**How to complete this task**
Show, in full, each line of the data that contains "class".

**Stored data**

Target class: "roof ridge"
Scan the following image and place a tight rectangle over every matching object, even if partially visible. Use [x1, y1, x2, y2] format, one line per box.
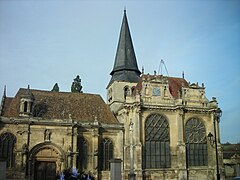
[18, 88, 101, 97]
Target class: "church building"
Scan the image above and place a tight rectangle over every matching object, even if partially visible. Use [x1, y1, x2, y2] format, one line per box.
[0, 10, 223, 180]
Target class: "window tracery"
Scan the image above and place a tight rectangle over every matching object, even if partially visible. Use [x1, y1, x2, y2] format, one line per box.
[99, 138, 113, 170]
[0, 132, 16, 168]
[185, 118, 208, 166]
[145, 114, 170, 168]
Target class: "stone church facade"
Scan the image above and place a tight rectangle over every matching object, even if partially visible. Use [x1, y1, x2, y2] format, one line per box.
[0, 11, 223, 180]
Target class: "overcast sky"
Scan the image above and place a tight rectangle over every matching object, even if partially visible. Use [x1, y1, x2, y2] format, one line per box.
[0, 0, 239, 143]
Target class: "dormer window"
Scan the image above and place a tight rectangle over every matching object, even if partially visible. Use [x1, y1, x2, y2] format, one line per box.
[20, 99, 33, 117]
[19, 86, 34, 117]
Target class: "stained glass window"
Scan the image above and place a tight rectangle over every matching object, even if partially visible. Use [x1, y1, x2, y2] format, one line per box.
[0, 132, 16, 168]
[185, 118, 208, 166]
[99, 138, 113, 171]
[145, 114, 170, 168]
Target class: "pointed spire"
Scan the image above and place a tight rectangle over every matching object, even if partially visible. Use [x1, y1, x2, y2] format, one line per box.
[108, 10, 141, 86]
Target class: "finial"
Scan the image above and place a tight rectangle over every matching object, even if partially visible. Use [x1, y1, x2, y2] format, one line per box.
[124, 6, 126, 13]
[3, 85, 6, 97]
[142, 66, 144, 74]
[182, 71, 185, 79]
[51, 83, 59, 92]
[27, 85, 31, 94]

**Reply to the task**
Target class: "roof ridge"
Target class: "church building"
Target class: "window tracery"
Target class: "stone church facade"
Target class: "overcast sky"
Target class: "dormer window"
Target class: "stained glass window"
Target class: "pointed spire"
Target class: "finial"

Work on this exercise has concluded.